### Your assignment
Read the lines of the data below and retrieve those with "cloud".

### Provided entries
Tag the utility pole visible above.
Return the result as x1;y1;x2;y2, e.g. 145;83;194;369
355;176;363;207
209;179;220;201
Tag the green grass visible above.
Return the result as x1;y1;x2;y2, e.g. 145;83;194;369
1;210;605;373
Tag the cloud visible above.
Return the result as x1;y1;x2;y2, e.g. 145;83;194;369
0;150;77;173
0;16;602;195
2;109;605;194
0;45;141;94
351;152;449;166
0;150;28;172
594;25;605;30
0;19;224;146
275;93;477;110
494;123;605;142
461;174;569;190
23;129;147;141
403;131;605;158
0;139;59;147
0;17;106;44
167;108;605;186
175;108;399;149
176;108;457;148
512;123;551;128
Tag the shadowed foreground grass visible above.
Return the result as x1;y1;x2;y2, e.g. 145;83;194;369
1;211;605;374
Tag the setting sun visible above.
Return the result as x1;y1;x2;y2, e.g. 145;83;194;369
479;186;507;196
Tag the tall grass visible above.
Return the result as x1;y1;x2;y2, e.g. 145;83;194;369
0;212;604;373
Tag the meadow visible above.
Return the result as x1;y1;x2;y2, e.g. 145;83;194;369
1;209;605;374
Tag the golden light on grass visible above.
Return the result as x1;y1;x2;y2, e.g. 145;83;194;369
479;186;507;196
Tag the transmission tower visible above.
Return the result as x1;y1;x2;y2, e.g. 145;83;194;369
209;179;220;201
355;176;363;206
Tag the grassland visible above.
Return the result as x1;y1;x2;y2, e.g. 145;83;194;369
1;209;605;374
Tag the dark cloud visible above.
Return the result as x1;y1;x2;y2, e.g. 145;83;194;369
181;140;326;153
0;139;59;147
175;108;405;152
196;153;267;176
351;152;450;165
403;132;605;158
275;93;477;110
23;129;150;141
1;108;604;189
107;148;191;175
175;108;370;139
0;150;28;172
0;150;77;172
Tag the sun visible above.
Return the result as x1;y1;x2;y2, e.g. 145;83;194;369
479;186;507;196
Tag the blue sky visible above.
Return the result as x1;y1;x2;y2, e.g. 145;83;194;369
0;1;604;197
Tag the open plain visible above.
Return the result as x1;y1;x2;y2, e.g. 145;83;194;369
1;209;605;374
==
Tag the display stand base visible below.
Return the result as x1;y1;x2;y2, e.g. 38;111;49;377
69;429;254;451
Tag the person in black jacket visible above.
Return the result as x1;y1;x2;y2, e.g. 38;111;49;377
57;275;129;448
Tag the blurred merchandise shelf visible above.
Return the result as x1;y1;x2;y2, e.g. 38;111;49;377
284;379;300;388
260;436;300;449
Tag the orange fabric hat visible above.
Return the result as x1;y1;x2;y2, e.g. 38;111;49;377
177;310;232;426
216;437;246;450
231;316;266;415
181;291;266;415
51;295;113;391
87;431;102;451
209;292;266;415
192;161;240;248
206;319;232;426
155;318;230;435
...
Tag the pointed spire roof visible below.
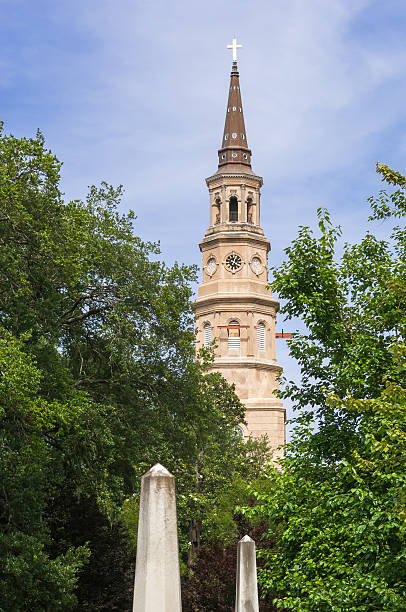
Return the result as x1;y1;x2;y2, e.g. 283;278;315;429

### Answer for the task
Tag the cloud visible above.
Tag the dark cloud visible above.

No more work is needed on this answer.